» **STATED PROBLEM**:
Output exactly the lines between the line that contains "Exercise. Mark the star" and the last line of the material, counting both.

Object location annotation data
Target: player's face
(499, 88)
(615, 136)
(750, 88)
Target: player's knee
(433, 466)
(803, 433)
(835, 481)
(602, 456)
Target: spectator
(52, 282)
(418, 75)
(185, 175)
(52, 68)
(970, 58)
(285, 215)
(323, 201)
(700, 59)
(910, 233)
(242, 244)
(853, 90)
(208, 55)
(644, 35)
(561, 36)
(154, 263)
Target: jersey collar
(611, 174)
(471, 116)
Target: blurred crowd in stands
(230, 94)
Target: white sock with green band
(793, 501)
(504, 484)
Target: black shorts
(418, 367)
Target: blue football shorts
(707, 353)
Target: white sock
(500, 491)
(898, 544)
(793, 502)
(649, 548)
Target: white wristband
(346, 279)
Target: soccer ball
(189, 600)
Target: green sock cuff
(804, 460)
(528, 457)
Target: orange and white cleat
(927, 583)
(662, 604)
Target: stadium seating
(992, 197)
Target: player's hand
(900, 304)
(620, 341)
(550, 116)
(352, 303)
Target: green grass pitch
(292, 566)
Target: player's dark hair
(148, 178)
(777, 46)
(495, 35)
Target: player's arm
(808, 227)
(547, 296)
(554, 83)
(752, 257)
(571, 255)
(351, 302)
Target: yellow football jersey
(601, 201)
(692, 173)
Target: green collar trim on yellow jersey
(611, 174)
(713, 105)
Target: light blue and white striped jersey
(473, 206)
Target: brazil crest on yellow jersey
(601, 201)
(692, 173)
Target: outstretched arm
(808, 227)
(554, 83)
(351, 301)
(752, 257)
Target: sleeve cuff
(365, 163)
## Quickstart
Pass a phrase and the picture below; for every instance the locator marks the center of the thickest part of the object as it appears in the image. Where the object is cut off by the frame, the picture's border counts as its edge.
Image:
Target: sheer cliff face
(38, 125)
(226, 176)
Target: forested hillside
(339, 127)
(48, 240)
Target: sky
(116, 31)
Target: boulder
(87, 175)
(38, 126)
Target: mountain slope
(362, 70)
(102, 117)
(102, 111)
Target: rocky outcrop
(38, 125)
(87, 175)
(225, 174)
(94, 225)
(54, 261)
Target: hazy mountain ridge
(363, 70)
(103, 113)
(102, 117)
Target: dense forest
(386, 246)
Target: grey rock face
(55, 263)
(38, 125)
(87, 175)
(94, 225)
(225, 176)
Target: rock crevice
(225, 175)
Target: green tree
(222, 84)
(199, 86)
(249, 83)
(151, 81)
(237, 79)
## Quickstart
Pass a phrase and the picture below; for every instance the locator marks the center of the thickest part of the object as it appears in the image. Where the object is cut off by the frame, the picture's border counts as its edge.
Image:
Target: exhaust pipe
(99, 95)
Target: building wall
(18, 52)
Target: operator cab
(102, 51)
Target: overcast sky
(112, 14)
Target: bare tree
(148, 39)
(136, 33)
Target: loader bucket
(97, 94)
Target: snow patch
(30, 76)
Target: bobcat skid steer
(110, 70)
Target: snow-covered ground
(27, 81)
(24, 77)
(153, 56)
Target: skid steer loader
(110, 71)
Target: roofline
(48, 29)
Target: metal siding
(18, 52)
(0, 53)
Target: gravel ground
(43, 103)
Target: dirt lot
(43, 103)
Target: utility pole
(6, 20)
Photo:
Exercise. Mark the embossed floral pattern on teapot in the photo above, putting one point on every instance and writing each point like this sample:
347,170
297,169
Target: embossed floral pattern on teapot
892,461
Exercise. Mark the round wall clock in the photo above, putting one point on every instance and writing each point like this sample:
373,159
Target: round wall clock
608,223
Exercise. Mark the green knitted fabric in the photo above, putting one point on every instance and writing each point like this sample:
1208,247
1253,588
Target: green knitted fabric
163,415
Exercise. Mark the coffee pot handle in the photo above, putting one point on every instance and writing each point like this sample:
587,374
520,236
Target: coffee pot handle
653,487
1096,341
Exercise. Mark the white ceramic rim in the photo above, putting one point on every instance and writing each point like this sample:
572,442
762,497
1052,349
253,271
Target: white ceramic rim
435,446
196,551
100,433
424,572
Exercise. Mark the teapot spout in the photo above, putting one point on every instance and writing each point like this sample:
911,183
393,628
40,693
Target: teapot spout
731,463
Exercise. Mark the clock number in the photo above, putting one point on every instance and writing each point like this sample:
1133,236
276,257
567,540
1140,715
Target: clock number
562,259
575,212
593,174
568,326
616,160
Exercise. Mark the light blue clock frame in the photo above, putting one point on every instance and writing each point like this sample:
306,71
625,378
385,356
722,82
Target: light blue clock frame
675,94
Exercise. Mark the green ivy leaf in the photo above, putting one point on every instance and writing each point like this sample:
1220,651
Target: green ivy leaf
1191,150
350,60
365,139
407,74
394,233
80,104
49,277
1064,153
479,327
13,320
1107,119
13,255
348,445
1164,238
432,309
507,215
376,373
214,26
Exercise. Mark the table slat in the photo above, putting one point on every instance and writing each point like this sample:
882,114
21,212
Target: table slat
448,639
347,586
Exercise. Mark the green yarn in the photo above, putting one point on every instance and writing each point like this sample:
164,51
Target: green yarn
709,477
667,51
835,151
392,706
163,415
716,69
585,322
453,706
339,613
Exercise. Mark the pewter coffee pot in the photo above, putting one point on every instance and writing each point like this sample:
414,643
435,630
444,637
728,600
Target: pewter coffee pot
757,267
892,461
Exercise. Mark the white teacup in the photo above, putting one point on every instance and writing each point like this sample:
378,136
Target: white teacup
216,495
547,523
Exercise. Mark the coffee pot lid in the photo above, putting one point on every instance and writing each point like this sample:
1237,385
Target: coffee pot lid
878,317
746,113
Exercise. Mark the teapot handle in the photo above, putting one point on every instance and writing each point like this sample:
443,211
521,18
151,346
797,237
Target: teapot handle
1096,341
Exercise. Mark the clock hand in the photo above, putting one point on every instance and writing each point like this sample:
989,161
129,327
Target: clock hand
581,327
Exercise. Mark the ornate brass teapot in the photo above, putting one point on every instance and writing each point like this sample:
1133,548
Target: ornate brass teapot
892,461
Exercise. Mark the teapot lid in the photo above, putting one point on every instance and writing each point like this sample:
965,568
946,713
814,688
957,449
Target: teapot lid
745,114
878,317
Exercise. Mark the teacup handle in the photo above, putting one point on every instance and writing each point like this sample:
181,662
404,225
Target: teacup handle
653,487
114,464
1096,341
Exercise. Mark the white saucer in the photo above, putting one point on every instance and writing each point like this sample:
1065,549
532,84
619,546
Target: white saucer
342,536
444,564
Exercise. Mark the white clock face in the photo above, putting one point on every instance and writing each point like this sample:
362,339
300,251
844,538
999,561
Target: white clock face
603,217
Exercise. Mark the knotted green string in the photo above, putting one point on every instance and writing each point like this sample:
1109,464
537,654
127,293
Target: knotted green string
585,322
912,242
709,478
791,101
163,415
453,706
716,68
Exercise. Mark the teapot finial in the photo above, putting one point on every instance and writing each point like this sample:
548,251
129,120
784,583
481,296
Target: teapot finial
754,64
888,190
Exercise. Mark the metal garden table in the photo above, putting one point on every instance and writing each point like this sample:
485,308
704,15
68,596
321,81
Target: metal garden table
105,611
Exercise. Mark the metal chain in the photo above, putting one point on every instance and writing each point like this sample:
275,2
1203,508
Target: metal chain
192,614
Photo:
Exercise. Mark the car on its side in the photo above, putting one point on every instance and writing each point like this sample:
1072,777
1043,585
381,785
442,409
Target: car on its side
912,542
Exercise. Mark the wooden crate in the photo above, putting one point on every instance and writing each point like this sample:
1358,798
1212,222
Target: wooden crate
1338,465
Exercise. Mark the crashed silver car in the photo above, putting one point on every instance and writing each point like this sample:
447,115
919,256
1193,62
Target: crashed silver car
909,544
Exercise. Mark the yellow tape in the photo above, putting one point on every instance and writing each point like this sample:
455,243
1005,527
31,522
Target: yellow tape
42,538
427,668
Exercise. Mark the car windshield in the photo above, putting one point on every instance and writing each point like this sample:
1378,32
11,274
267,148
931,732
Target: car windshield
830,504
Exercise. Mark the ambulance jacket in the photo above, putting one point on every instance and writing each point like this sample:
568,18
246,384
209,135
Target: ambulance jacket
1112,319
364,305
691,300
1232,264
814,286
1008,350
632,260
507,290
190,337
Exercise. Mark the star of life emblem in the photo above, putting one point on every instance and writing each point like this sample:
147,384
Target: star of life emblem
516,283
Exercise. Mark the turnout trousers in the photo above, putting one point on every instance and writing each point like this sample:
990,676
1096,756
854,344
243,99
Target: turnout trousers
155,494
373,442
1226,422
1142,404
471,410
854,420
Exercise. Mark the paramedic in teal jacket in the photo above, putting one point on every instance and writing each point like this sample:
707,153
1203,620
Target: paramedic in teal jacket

» **RESPONSE FOR THIS EXERCISE**:
Exercise. Mark the star of life emblem in the photo above, putting one point on every instance and writing each point like this sample:
147,384
Target: star of life emblem
516,283
Exercise. Mark the turnout trousers in the photo above, putting one point on every instance and writing each point like this sample:
990,676
1096,756
854,344
243,99
Target: turnout trousers
155,494
373,442
1226,422
1142,404
471,410
854,420
Exercise. Mark the paramedic in teal jacket in the photo above, putting one point on every instance and writing each point like this sample:
707,153
1203,620
Target: paramedic in teal jacket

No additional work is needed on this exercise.